## WHAT THE TASK REQUIRES
Scan the listing and copy each line where the word "whale" is present.

RECORDS FOR THE EXERCISE Start Marker

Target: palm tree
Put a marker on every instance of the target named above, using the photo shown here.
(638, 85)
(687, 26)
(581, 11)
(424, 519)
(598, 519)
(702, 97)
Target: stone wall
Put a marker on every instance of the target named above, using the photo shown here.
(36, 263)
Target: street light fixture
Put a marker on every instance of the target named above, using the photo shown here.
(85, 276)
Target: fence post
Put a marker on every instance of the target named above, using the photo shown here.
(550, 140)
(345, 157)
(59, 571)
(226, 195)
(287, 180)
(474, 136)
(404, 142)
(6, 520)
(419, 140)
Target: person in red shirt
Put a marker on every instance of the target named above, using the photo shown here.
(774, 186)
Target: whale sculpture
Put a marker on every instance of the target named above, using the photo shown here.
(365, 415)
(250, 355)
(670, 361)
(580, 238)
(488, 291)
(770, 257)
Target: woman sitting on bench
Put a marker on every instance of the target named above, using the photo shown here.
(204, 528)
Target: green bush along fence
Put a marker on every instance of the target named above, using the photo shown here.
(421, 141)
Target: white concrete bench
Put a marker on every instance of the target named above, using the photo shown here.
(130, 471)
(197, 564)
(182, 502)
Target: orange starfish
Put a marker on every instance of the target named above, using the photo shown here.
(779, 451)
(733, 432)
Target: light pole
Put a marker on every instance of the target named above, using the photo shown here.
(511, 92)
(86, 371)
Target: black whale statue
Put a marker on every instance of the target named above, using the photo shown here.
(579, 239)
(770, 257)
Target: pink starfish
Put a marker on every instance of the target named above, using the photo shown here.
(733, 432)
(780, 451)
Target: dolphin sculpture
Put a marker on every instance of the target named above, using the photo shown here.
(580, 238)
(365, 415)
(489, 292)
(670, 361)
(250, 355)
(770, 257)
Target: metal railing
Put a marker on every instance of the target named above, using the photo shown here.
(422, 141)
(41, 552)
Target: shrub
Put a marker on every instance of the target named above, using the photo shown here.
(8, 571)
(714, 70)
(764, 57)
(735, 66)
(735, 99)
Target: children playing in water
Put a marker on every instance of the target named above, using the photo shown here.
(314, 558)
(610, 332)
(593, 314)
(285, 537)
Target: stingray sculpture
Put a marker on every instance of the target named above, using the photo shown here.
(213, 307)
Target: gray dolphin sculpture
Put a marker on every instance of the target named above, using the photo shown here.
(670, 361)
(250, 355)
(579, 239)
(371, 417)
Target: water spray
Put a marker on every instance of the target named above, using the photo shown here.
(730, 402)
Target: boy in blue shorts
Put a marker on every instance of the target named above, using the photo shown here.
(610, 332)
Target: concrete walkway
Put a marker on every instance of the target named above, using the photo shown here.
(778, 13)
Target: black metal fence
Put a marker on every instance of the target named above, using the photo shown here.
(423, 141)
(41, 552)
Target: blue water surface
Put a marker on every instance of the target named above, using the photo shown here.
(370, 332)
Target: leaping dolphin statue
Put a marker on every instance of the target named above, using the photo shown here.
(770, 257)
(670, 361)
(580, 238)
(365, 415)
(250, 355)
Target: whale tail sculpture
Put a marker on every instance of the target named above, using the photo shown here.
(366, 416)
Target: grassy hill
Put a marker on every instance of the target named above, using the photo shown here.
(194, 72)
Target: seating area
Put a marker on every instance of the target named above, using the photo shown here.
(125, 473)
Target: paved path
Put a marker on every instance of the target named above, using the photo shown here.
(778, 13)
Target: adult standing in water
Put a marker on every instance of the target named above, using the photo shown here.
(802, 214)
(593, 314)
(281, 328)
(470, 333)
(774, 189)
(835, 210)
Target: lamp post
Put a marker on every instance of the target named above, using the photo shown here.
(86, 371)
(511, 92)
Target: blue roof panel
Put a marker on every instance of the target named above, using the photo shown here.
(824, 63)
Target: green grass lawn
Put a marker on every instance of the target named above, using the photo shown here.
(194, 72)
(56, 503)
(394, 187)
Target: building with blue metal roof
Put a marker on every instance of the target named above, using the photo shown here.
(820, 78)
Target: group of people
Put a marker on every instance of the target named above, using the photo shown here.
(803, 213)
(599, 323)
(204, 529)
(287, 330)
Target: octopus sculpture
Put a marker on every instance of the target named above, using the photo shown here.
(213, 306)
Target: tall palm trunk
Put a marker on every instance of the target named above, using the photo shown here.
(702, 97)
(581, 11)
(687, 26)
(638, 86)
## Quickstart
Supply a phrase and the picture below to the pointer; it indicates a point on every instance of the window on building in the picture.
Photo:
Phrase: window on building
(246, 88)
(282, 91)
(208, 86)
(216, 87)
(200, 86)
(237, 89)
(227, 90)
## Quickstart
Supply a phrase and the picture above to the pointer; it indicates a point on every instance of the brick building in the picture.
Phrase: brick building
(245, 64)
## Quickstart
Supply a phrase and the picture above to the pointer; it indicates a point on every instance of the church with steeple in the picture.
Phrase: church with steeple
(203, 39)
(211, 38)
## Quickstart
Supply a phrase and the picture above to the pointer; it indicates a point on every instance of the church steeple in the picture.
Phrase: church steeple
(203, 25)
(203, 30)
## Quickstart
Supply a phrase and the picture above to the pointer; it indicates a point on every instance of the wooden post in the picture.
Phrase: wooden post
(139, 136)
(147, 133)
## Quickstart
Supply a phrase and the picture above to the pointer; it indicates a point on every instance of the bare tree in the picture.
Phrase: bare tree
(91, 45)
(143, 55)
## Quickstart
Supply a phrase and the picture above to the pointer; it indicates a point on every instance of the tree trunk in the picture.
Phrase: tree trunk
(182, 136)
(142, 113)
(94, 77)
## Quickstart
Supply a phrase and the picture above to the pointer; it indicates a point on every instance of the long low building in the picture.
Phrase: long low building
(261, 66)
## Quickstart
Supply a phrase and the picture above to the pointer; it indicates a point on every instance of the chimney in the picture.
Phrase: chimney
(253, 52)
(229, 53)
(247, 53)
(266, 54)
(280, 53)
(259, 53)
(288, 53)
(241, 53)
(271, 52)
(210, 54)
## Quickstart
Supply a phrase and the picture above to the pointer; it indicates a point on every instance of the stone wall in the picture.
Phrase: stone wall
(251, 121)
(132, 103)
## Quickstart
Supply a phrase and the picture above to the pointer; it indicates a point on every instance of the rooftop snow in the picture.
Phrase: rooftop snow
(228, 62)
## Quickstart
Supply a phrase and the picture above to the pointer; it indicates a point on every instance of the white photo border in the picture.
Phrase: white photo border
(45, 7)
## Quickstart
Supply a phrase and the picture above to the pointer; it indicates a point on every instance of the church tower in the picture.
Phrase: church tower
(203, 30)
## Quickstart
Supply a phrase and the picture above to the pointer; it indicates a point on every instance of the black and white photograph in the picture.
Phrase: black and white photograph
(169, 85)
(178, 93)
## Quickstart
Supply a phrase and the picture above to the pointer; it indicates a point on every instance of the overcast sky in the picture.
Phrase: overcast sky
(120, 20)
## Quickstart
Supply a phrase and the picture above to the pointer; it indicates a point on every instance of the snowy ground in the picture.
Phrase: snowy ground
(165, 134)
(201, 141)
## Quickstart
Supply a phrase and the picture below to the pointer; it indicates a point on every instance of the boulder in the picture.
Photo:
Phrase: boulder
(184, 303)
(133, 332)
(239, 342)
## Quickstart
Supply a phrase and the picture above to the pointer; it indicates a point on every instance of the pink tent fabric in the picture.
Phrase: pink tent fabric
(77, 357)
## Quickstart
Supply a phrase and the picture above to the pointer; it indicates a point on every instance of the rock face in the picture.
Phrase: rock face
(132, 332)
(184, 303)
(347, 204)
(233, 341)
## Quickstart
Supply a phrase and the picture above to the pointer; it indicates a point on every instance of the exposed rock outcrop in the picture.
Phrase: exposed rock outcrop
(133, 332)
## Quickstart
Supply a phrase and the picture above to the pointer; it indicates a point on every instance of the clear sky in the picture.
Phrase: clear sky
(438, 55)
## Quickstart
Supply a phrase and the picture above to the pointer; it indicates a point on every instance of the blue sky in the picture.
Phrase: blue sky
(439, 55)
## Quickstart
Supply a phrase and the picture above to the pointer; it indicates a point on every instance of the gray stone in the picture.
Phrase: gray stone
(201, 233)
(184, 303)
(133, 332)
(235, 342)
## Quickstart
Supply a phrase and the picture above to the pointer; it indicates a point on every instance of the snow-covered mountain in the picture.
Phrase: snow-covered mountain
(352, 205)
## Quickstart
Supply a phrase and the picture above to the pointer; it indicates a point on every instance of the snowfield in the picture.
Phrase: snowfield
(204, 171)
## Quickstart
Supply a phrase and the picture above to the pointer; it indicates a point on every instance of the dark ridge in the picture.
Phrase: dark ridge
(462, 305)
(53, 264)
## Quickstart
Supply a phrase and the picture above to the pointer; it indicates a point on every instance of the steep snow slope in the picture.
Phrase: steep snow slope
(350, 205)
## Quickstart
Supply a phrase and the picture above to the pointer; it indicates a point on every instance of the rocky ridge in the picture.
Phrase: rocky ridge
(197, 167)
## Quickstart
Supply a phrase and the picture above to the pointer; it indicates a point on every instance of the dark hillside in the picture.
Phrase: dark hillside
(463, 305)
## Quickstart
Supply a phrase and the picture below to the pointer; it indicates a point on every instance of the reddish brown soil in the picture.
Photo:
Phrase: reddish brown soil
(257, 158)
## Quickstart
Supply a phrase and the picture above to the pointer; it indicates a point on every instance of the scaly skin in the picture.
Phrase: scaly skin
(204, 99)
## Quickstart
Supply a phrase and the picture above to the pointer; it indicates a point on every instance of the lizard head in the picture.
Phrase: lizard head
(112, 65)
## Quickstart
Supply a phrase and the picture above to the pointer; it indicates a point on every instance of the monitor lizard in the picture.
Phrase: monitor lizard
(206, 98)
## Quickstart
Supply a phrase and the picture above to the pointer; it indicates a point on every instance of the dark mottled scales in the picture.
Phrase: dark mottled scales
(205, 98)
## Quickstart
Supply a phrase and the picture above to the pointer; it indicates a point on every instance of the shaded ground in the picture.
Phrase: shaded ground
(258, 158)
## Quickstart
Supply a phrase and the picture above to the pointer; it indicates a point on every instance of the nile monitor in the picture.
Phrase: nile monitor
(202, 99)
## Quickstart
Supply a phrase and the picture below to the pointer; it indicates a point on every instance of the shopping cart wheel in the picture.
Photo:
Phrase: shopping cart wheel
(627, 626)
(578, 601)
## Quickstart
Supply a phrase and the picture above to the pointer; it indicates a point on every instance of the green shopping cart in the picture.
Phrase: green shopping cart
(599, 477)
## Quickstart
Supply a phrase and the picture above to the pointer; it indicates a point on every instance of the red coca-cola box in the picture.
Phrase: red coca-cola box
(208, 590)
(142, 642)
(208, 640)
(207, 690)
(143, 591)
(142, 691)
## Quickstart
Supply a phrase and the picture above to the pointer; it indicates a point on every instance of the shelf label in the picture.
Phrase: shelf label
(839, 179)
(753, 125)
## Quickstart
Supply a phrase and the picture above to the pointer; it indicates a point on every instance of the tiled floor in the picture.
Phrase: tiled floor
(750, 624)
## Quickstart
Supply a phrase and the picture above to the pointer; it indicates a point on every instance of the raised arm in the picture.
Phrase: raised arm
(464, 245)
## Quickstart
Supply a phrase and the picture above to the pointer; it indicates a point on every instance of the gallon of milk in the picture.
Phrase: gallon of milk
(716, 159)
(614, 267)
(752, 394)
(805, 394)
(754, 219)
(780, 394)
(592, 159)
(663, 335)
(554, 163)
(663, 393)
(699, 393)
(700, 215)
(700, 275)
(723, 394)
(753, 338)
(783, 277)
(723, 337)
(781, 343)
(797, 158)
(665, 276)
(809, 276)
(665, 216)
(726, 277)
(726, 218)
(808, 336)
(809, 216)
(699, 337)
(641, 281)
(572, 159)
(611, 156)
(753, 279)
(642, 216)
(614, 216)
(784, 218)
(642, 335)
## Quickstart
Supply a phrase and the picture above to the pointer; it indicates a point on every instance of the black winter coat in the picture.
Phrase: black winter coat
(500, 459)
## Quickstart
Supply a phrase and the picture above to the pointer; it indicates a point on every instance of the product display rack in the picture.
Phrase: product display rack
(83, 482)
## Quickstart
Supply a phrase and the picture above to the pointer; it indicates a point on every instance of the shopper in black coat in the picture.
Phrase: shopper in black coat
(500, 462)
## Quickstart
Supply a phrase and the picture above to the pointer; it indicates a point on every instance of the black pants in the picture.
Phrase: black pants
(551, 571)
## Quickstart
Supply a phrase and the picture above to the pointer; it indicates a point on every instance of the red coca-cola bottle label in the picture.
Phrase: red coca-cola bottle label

RECORDS FOR THE EXERCISE End Marker

## SOLUTION TO THIS EXERCISE
Target: whale sculpture
Target: black whale statue
Target: whale tail sculpture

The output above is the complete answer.